* What the exercise asks:
Please copy each line below that contains the word "tree".

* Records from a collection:
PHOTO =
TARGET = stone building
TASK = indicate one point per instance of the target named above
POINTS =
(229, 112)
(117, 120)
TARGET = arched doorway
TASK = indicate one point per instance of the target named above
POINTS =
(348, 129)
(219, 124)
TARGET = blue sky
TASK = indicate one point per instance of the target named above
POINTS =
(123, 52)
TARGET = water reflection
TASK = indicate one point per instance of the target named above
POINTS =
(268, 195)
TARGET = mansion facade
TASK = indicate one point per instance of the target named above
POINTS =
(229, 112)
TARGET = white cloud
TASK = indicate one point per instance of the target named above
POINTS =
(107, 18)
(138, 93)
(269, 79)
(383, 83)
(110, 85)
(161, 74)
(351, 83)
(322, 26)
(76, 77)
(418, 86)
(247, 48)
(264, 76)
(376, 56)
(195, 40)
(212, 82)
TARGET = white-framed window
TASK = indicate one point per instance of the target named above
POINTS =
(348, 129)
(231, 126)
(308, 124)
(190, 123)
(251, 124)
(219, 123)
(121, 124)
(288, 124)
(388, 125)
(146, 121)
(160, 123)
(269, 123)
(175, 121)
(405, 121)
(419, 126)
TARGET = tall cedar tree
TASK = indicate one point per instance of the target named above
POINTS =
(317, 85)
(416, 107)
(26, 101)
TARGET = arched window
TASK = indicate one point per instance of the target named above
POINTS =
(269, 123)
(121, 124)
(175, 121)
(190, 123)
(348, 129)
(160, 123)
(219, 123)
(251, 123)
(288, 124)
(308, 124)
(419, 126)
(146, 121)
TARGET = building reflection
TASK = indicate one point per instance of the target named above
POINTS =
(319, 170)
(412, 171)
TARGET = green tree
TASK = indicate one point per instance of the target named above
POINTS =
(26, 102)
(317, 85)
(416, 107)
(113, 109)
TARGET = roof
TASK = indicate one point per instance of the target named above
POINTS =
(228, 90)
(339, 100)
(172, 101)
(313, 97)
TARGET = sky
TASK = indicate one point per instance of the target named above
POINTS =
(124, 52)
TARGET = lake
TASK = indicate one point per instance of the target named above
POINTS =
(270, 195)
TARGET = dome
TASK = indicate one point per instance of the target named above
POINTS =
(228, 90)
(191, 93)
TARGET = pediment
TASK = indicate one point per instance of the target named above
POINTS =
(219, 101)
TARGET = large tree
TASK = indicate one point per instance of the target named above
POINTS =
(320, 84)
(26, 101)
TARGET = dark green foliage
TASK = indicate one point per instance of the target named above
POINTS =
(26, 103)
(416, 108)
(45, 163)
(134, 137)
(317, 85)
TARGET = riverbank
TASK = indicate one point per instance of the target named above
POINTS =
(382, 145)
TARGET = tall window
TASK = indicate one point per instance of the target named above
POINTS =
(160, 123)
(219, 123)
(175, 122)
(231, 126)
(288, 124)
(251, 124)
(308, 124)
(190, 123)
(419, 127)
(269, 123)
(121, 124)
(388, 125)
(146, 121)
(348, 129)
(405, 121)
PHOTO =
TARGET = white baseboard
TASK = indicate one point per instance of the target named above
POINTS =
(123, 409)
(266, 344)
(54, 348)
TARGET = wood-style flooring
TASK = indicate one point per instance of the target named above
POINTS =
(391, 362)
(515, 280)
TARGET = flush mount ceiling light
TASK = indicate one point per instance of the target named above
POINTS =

* Task solution:
TARGET = tall cedar tree
TARGET = green tree
TARGET = large tree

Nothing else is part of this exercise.